**WORK TO BE COMPLETED:**
Leave out the images and repeat the listing below without a single change.

──────── DATA SHOWN

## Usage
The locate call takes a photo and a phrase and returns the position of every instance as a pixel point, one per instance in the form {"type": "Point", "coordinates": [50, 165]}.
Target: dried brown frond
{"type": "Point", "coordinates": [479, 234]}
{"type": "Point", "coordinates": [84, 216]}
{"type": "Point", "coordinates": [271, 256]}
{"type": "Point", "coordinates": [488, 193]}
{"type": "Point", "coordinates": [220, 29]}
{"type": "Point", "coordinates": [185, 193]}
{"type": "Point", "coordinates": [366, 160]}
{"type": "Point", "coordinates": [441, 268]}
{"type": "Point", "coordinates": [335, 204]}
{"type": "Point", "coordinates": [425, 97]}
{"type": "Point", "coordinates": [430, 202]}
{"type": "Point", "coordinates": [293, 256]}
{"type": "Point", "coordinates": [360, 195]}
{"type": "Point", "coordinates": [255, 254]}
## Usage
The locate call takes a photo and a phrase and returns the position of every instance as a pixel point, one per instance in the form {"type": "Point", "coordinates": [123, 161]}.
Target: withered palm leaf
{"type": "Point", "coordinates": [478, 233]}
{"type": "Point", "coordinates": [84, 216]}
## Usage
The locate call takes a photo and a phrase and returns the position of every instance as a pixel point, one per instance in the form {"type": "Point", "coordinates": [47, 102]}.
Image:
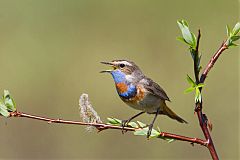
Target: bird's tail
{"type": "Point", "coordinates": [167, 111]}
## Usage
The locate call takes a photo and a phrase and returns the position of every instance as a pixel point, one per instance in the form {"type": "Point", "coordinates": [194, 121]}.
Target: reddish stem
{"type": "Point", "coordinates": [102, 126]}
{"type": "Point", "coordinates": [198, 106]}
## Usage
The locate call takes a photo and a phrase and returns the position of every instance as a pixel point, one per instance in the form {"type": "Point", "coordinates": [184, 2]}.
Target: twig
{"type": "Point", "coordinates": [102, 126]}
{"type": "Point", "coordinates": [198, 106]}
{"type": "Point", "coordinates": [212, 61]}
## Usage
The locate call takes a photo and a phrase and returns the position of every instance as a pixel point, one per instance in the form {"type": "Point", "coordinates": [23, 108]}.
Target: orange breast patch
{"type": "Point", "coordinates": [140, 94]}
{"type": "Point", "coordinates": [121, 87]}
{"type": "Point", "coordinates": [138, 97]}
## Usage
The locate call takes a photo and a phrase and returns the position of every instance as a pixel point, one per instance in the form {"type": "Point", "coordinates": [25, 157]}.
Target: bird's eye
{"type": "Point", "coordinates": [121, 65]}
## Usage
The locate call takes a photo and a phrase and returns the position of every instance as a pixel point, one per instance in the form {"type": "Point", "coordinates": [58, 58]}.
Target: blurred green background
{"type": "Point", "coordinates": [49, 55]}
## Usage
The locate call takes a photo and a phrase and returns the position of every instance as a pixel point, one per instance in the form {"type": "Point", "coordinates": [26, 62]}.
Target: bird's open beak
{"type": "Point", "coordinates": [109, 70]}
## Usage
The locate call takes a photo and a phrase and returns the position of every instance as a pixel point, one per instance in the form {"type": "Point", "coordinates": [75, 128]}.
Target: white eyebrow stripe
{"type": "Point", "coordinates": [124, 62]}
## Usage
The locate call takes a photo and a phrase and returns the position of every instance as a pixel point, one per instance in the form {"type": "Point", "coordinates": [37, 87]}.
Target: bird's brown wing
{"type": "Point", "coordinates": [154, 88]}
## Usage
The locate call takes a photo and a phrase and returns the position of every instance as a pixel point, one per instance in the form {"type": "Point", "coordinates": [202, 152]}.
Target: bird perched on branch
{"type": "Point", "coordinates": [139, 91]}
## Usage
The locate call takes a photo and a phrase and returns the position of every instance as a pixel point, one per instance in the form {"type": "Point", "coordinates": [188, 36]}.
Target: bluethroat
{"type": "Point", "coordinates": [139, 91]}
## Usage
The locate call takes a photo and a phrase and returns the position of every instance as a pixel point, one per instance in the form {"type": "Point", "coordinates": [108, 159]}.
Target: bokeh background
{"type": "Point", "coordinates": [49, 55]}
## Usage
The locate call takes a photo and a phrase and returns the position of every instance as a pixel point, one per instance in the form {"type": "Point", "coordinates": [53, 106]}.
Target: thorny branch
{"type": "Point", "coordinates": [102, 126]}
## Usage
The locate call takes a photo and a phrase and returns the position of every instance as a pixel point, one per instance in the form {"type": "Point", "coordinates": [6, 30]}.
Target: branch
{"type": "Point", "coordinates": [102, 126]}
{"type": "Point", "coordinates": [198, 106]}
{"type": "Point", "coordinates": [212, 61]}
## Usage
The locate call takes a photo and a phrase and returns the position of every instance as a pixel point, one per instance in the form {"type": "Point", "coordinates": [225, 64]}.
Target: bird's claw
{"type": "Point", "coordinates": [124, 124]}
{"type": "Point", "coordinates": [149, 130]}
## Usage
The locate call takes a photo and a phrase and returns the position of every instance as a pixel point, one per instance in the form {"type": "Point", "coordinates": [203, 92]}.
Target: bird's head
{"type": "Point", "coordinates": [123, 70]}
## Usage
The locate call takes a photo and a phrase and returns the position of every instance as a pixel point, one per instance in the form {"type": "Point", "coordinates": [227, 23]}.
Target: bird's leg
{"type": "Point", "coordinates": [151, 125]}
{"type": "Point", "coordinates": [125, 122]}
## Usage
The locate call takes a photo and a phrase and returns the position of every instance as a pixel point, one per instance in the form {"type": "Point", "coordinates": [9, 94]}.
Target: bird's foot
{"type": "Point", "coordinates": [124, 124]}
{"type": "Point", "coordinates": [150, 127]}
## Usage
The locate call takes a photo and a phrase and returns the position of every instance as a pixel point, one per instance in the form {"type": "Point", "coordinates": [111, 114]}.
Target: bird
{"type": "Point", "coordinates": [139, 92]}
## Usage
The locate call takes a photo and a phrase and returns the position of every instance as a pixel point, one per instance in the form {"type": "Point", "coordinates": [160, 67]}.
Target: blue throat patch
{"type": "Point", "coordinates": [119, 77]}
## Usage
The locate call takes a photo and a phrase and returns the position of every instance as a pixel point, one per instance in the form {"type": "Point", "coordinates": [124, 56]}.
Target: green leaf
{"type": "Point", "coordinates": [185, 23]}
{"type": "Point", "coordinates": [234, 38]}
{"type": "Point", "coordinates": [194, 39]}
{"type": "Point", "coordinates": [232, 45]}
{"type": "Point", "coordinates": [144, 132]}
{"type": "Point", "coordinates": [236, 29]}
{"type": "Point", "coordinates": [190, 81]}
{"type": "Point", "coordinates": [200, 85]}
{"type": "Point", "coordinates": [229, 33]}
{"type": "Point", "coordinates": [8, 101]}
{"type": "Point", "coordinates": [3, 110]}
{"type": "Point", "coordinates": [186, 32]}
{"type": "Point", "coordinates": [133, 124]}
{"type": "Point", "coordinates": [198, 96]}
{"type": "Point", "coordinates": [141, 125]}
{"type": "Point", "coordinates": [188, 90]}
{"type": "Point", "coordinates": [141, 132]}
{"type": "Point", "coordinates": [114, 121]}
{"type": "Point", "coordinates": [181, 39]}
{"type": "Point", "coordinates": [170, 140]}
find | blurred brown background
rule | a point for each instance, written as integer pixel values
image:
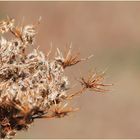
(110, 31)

────────────────

**RESULT FOR THIS EXERCISE:**
## Usage
The locate call takes a photo and a phrase and returns the position of every instance as a pixel point, one per instance in the form {"type": "Point", "coordinates": [50, 165]}.
Target: dried brown frond
{"type": "Point", "coordinates": [479, 234]}
{"type": "Point", "coordinates": [84, 216]}
{"type": "Point", "coordinates": [271, 256]}
{"type": "Point", "coordinates": [488, 193]}
{"type": "Point", "coordinates": [220, 29]}
{"type": "Point", "coordinates": [185, 193]}
{"type": "Point", "coordinates": [366, 160]}
{"type": "Point", "coordinates": [441, 268]}
{"type": "Point", "coordinates": [335, 204]}
{"type": "Point", "coordinates": [425, 97]}
{"type": "Point", "coordinates": [430, 202]}
{"type": "Point", "coordinates": [293, 256]}
{"type": "Point", "coordinates": [360, 195]}
{"type": "Point", "coordinates": [255, 254]}
## Usage
The locate call takes a photo and a phrase and returns the position of every instance as a pixel point, one per instance in the form {"type": "Point", "coordinates": [123, 161]}.
Target: withered palm leaf
{"type": "Point", "coordinates": [478, 233]}
{"type": "Point", "coordinates": [84, 216]}
## Usage
The locate call takes a photo and a phrase and returns the position of every instance as a pixel point, one per instance in the form {"type": "Point", "coordinates": [47, 102]}.
Image:
Target: bird's tail
{"type": "Point", "coordinates": [167, 111]}
## Usage
The locate call takes a photo and a phrase and returns the position of every instance as a pixel point, one per instance in the form {"type": "Point", "coordinates": [194, 121]}.
Target: reddish stem
{"type": "Point", "coordinates": [102, 126]}
{"type": "Point", "coordinates": [198, 106]}
## Usage
The locate call takes a photo and a phrase and returns the position of every instance as a pixel point, one per instance in the form {"type": "Point", "coordinates": [184, 2]}.
Target: twig
{"type": "Point", "coordinates": [102, 126]}
{"type": "Point", "coordinates": [198, 106]}
{"type": "Point", "coordinates": [212, 61]}
## Usage
The locate call takes a photo and a phrase and returns the position of every instance as a pixel point, one per instance in the form {"type": "Point", "coordinates": [23, 108]}.
Target: orange breast patch
{"type": "Point", "coordinates": [140, 94]}
{"type": "Point", "coordinates": [121, 87]}
{"type": "Point", "coordinates": [138, 97]}
## Usage
The locate call takes a photo and a phrase and returns the position of every instance as a pixel point, one per instance in the form {"type": "Point", "coordinates": [25, 157]}.
Target: bird's eye
{"type": "Point", "coordinates": [121, 65]}
## Usage
The locate call takes a photo and a phrase and returns the position of every instance as a pixel point, one per instance in the form {"type": "Point", "coordinates": [58, 58]}.
Target: blurred green background
{"type": "Point", "coordinates": [49, 55]}
## Usage
The locate call takes a photo and a phrase and returns the position of every instance as a pixel point, one per instance in the form {"type": "Point", "coordinates": [26, 62]}.
Target: bird's open beak
{"type": "Point", "coordinates": [109, 70]}
## Usage
The locate call takes a photo and a phrase and returns the position of every instance as a pixel point, one per instance in the form {"type": "Point", "coordinates": [75, 128]}.
Target: white eyebrow stripe
{"type": "Point", "coordinates": [124, 62]}
## Usage
The locate call takes a photo and a phrase and returns the position of every instance as a pixel point, one per instance in the form {"type": "Point", "coordinates": [37, 87]}.
Target: bird's brown wing
{"type": "Point", "coordinates": [154, 88]}
## Usage
The locate call takes a photo and a phrase and returns the position of every instance as a pixel point, one per instance in the form {"type": "Point", "coordinates": [202, 152]}.
Target: bird perched on branch
{"type": "Point", "coordinates": [139, 91]}
## Usage
The locate call takes a photo and a phrase and returns the position of every instance as a pixel point, one per instance in the form {"type": "Point", "coordinates": [188, 36]}.
Target: bluethroat
{"type": "Point", "coordinates": [139, 91]}
## Usage
The locate call takes a photo and a phrase and returns the position of every instance as a pixel point, one per instance in the form {"type": "Point", "coordinates": [108, 159]}.
Target: bokeh background
{"type": "Point", "coordinates": [49, 55]}
## Usage
The locate call takes a photo and a phrase and returns the position of every instance as a pixel point, one per instance in the form {"type": "Point", "coordinates": [53, 106]}.
Target: thorny branch
{"type": "Point", "coordinates": [102, 126]}
## Usage
The locate call takes a photo and a phrase and returns the position of every instance as a pixel point, one per instance in the form {"type": "Point", "coordinates": [6, 30]}.
Target: branch
{"type": "Point", "coordinates": [102, 126]}
{"type": "Point", "coordinates": [198, 106]}
{"type": "Point", "coordinates": [212, 61]}
## Usage
The locate call takes a photo and a phrase and returns the position of every instance as a pixel point, one per instance in the form {"type": "Point", "coordinates": [225, 64]}.
Target: bird's claw
{"type": "Point", "coordinates": [124, 124]}
{"type": "Point", "coordinates": [149, 130]}
## Usage
The locate call takes a photo and a phrase and returns the position of every instance as a pixel point, one per instance in the form {"type": "Point", "coordinates": [203, 92]}.
Target: bird's head
{"type": "Point", "coordinates": [123, 70]}
## Usage
The locate call takes a photo and a phrase and returns the position of every instance as a pixel point, one per instance in the form {"type": "Point", "coordinates": [227, 23]}.
Target: bird's leg
{"type": "Point", "coordinates": [151, 125]}
{"type": "Point", "coordinates": [125, 122]}
## Usage
The locate call takes a photo and a phrase and returns the position of every instance as a pixel point, one per instance in the form {"type": "Point", "coordinates": [9, 94]}.
Target: bird's foot
{"type": "Point", "coordinates": [124, 124]}
{"type": "Point", "coordinates": [150, 127]}
## Usage
The locate call takes a photo and a phrase and returns the position of every instance as a pixel point, one per instance in the form {"type": "Point", "coordinates": [111, 114]}.
Target: bird
{"type": "Point", "coordinates": [139, 92]}
## Usage
The locate call takes a photo and a phrase and returns the position of every instance as a pixel point, one per instance in the form {"type": "Point", "coordinates": [160, 67]}.
Target: blue throat patch
{"type": "Point", "coordinates": [119, 77]}
## Usage
The locate call takes a photo and a phrase and returns the position of every instance as a pixel point, one per instance in the form {"type": "Point", "coordinates": [124, 56]}.
Target: green leaf
{"type": "Point", "coordinates": [185, 23]}
{"type": "Point", "coordinates": [234, 38]}
{"type": "Point", "coordinates": [194, 39]}
{"type": "Point", "coordinates": [232, 45]}
{"type": "Point", "coordinates": [144, 132]}
{"type": "Point", "coordinates": [236, 29]}
{"type": "Point", "coordinates": [190, 81]}
{"type": "Point", "coordinates": [200, 85]}
{"type": "Point", "coordinates": [229, 33]}
{"type": "Point", "coordinates": [8, 101]}
{"type": "Point", "coordinates": [3, 110]}
{"type": "Point", "coordinates": [186, 32]}
{"type": "Point", "coordinates": [133, 124]}
{"type": "Point", "coordinates": [198, 96]}
{"type": "Point", "coordinates": [141, 125]}
{"type": "Point", "coordinates": [188, 90]}
{"type": "Point", "coordinates": [141, 132]}
{"type": "Point", "coordinates": [114, 121]}
{"type": "Point", "coordinates": [181, 39]}
{"type": "Point", "coordinates": [170, 140]}
find | blurred brown background
rule | a point for each instance, written as integer pixel values
image:
(110, 31)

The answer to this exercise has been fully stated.